_PROBLEM TO SOLVE_: Under this task are some entries; return every one of them exactly.

Dataset entries
........
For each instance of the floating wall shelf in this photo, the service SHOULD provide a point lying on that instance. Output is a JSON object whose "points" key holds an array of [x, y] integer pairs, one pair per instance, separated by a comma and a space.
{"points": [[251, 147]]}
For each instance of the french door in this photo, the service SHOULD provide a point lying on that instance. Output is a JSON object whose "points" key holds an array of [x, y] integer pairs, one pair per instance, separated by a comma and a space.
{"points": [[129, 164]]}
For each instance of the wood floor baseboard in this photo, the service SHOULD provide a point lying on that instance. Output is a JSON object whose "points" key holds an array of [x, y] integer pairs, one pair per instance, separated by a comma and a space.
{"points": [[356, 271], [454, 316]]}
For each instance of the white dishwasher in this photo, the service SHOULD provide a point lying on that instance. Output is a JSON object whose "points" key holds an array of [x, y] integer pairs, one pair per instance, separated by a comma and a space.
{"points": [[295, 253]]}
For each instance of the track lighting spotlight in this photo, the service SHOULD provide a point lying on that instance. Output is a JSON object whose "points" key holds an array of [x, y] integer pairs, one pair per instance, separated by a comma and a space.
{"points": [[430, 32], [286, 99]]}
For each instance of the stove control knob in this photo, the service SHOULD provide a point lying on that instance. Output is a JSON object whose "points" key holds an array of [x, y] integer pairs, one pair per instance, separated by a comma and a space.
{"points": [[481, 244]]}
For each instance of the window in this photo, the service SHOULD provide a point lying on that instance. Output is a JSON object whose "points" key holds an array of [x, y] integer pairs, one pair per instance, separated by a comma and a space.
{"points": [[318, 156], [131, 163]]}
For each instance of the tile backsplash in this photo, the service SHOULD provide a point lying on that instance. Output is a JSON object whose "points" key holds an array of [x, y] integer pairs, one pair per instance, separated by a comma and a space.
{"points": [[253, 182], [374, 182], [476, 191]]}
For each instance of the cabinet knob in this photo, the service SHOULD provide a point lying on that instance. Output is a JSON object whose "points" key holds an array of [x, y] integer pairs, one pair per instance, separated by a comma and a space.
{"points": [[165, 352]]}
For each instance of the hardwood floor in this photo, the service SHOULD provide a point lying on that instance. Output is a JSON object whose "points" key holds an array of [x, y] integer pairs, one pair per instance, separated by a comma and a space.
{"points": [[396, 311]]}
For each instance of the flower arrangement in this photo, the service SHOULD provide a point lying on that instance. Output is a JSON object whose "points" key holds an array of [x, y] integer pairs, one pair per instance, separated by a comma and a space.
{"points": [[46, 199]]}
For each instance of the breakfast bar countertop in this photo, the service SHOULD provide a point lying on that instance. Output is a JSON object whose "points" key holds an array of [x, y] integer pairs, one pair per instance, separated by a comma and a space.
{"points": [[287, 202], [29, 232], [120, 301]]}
........
_TASK ANSWER_:
For each instance of the floating wall shelf in this photo, the service SHOULD provide a point lying on that instance. Output is a JSON object whose "points" key holds an array of [x, y] integer pairs, one pair per instance, separated by a comma and a space.
{"points": [[251, 147]]}
For each instance of the french door in this photo, the service SHOULD provide a point lying on that instance. Output is a JSON object whose "points" key holds an array of [x, y] integer pairs, one pair per instance, separated by a comma and a space.
{"points": [[129, 164]]}
For each instance of the wood floor baseboard in this photo, the service SHOULD provide a point lying on that instance. Output is a JSON object whose "points" key holds an array of [x, y] integer pairs, one pair per instance, separated by a comma and a space.
{"points": [[356, 271], [454, 316]]}
For each instance of the white dishwasher in this photo, the service SHOULD provide a point lying on that instance. Output is a JSON object whose "points" key holds an array of [x, y] integer pairs, one pair per instance, separated by a comma and a space.
{"points": [[295, 253]]}
For each instance of the track lighting spotlight in this photo, the service SHOULD provide a point lying on that instance. Output is a JSON object whose "points" key holds an array of [x, y] integer pairs, one pair per instance, separated by a comma and a space.
{"points": [[430, 32], [286, 99]]}
For each instance of the stove control knob in this photo, the service SHOULD provide a point lying on that instance. Output is a JSON object whose "points" key holds an array of [x, y] integer pairs, one pair per instance, separated by a comma and a space.
{"points": [[481, 244]]}
For each instance of the window in this photo, the service SHOULD provide a point lying on that instance. Output is a JSON object whose "points" key holds an array of [x, y] integer pairs, one pair per instance, separated by a comma and a space.
{"points": [[318, 156], [131, 163]]}
For each instance of the tile backsplash in this photo, the service SHOULD provide a point lying on that instance. Output is a JSON object whose "points" key holds an array of [x, y] integer pairs, one pair per instance, separated by a comma and a space.
{"points": [[253, 182], [374, 182], [476, 191]]}
For each instance of the cabinet knob in this photo, the service SHOULD provide a point lying on that instance. Output is a JSON object whose "points" key holds an array of [x, y] integer pairs, one pair per instance, separated by a comma and a space.
{"points": [[165, 352]]}
For each instance of the hardwood floor in this photo, the service SHOULD provide a point lying on that instance. Output is a JSON object whose "points" key holds an array of [x, y] integer pairs, one pair per instance, separated by a comma and a space.
{"points": [[396, 311]]}
For each instance of the flower arrangement in this photo, the service SHOULD provide a point lying on that instance. Output is a JSON object whose "points" key holds an array of [x, y] integer pairs, one pair per instance, separated by a comma and a space.
{"points": [[46, 199]]}
For each instance of the breakfast bar countertop in this photo, the service SHOULD provide a point lying on that instance. Output is a JSON object whose "points" key holds an array of [x, y] integer pairs, one pair per instance, separated by a comma and a space.
{"points": [[287, 202], [29, 232], [120, 301]]}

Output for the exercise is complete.